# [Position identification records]

· · ·

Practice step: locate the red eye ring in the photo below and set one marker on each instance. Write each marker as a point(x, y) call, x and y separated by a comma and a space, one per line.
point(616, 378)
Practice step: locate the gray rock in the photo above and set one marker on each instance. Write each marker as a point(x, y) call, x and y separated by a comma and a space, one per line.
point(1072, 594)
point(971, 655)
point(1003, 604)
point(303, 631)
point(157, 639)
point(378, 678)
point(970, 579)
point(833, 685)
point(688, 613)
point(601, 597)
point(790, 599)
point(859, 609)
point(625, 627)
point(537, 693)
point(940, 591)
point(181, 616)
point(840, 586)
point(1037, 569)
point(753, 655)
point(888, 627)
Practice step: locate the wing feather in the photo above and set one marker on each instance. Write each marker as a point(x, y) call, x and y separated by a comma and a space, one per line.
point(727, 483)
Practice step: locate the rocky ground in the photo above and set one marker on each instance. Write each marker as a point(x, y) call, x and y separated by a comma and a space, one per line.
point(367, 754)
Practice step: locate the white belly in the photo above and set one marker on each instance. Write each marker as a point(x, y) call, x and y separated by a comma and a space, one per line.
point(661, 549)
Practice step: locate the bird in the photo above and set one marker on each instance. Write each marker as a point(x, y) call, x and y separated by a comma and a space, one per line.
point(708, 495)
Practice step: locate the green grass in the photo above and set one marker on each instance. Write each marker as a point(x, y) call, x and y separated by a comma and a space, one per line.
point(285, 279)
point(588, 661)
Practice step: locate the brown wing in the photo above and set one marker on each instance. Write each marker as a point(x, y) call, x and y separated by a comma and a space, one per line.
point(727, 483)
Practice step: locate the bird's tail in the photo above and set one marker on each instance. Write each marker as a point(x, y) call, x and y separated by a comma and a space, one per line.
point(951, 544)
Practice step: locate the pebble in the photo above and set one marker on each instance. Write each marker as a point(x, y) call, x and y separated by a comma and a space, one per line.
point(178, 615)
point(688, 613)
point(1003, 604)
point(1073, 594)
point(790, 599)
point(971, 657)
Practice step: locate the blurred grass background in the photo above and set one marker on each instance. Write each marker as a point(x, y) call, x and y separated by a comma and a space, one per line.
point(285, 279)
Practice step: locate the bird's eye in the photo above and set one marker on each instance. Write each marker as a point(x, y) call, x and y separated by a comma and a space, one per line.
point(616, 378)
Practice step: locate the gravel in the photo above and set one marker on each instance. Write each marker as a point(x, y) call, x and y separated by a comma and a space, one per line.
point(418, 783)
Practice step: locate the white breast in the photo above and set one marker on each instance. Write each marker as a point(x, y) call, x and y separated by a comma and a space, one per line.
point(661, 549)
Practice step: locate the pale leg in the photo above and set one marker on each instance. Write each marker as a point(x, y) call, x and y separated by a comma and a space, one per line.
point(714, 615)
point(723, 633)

· · ·

# [WORK REQUIRED]
Rewrite all of the rows above as a numbered list, and leave out any blank lines.

# [RESPONSE TO THIS TASK]
1. Practice step: locate the red eye ring in the photo below and set one marker on each instance. Write each marker as a point(x, y) call, x and y separated by a comma and a space, one per line.
2. point(616, 378)
3. Practice step: locate the gray rock in the photo above and set one marker on each instance. Write each marker as a point(x, y) call, x and y separated by a comma and a space, one per line.
4. point(1072, 594)
5. point(971, 655)
6. point(1003, 604)
7. point(303, 631)
8. point(157, 639)
9. point(378, 678)
10. point(970, 579)
11. point(833, 685)
12. point(688, 613)
13. point(601, 597)
14. point(790, 599)
15. point(859, 609)
16. point(625, 627)
17. point(537, 693)
18. point(940, 591)
19. point(181, 616)
20. point(840, 586)
21. point(1037, 569)
22. point(753, 655)
23. point(888, 627)
24. Practice step: locate the wing feather in the photo above and set one marker on each instance. Write each marker as a point(x, y) call, x and y separated by a comma and a space, one per line.
25. point(727, 483)
26. Practice step: locate the rocky ground in the photo above and set one marker on each instance. Write each marker as a point(x, y) call, x and y separated by a comma and a space, one per line.
27. point(367, 754)
28. Practice step: locate the white belly in the photo above and set one marker on each instance. Write each marker as a point(x, y) call, x and y separated by a comma and a space, one per line.
29. point(661, 549)
30. Practice step: locate the bird in the photo above and set one marker on each instance. Write each marker as a point(x, y) call, x and y separated by a comma and a space, one per line.
31. point(708, 495)
32. Practice step: locate the green grass in the photo above and set one marker on each instance. Write each marker as a point(x, y) call, x and y separated by a comma and a space, one per line.
33. point(285, 279)
34. point(588, 661)
35. Practice step: locate the brown wing in the photo above and set one marker on each instance. Write each marker as a point(x, y) call, x and y separated by a comma and a space, one per line.
36. point(727, 483)
37. Practice step: locate the bird's tail in the photo above and set one marker on each instance. Write each marker as a point(x, y) call, x and y separated by a comma and a space, one per line.
38. point(951, 544)
39. Practice step: locate the pebble in the photo above and set one marker on each instance. Write each marker as a point(x, y) call, x and y separated by a comma and a space, one per line.
40. point(178, 615)
41. point(688, 613)
42. point(1003, 604)
43. point(1073, 594)
44. point(790, 599)
45. point(971, 657)
46. Practice step: locate the blurred grass background in the photo above and set one marker on each instance. Write each marker as a point(x, y) call, x and y separated by a comma and a space, one per line.
47. point(285, 279)
48. Practice step: locate the bird's eye in the photo above and set one marker on each instance. Write each marker as a point(x, y) call, x and y separated by a comma and a space, one per line.
49. point(616, 378)
50. Practice step: locate the gravel in the photo above and set one marker on each instance. Write each marker as a point(x, y) call, x and y separated by a comma and a space, one per line.
51. point(418, 783)
52. Practice step: locate the white breast in the photo above and set one marker on each instance. Write each marker as a point(x, y) call, x and y separated by a comma and a space, one per line.
53. point(661, 549)
54. Practice step: locate the pale leg in the photo above and set one marker on each instance. Write each marker as a point(x, y) call, x and y separated by a comma and a space, one per line.
55. point(714, 615)
56. point(723, 633)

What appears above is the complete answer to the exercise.